• _Instructions for the task_: Render each line of the records below as a numbered list, omitting any blank lines.

• _Extracted records_:
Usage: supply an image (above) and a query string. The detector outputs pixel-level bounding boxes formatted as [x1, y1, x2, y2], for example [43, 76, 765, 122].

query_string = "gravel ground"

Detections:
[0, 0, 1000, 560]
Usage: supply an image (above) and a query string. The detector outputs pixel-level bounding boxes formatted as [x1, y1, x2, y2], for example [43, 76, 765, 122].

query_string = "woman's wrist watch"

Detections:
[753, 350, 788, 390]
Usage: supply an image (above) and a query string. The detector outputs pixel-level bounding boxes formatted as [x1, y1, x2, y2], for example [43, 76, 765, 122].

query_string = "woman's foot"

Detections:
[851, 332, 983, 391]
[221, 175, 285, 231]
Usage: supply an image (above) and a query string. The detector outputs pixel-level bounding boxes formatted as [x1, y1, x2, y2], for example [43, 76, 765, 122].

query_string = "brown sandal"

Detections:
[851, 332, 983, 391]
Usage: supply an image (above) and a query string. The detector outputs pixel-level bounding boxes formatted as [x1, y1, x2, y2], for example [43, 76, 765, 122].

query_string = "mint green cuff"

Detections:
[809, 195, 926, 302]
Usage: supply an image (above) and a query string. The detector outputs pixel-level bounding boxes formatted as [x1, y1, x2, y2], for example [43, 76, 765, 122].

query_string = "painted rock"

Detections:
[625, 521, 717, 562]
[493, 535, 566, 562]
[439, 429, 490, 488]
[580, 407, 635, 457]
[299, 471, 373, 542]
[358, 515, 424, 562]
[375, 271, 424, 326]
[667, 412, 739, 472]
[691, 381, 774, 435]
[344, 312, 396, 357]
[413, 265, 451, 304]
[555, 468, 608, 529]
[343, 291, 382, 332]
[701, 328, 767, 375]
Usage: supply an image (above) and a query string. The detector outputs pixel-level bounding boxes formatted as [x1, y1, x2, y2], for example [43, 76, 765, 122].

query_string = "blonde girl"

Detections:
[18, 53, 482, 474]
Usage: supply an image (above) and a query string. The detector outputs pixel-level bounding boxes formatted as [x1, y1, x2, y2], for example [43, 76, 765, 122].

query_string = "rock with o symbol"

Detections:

• _Solution to this exercise_:
1. Usage: supply an image (above) and a query string. The detector outputs pixel-level bounding boxes formatted as [x1, y1, x2, y2], for example [43, 76, 765, 122].
2. query_string = "gravel ground"
3. Detections:
4. [0, 0, 1000, 560]
5. Usage: supply an image (above) and a query string. The detector outputs pixel-level bounding boxes formatted as [x1, y1, x2, y2], for example [43, 76, 765, 122].
6. query_string = "woman's wrist watch"
7. Detections:
8. [753, 350, 788, 390]
9. Usage: supply an image (above) and a query string. The detector outputs pixel-level bounding boxes formatted as [x1, y1, x2, y2], for example [43, 76, 765, 122].
10. query_string = "woman's foot"
11. Detections:
12. [851, 332, 983, 391]
13. [221, 175, 285, 231]
14. Usage: supply an image (above) and a query string. The detector outputs pixel-level bounding boxes formatted as [x1, y1, x2, y2], for example [43, 76, 765, 122].
15. query_string = "brown sandal"
16. Detections:
17. [851, 332, 983, 391]
18. Usage: supply an image (above) and a query string. The detector outputs pixel-level bounding boxes formatted as [x1, y1, x2, y2], for example [43, 76, 765, 122].
19. query_string = "mint green cuff"
20. Detections:
21. [809, 195, 926, 302]
22. Usage: supply an image (above) and a query string. The detector outputs pixel-level bounding boxes formatted as [x1, y1, x2, y2], for example [43, 76, 765, 122].
23. query_string = "painted rock"
24. Detections:
25. [625, 521, 717, 562]
26. [493, 535, 566, 562]
27. [439, 429, 490, 488]
28. [580, 407, 635, 457]
29. [299, 471, 373, 542]
30. [358, 515, 424, 562]
31. [375, 271, 424, 326]
32. [667, 412, 739, 472]
33. [691, 381, 774, 435]
34. [344, 312, 396, 357]
35. [413, 265, 451, 304]
36. [555, 468, 608, 529]
37. [343, 291, 382, 332]
38. [701, 328, 767, 375]
39. Usage: supply an image (above) and a query string. The detector outputs pixel-level bounding boxes formatted as [x1, y1, x2, y2], for example [43, 76, 765, 122].
40. query_string = "blonde girl"
41. Detections:
42. [18, 53, 482, 474]
43. Usage: supply an image (above) and a query string. The detector outputs pixel-level bounding boxes formatted as [x1, y1, x2, y2], for example [43, 76, 765, 122].
44. query_string = "rock with o symbol"
45. Detections:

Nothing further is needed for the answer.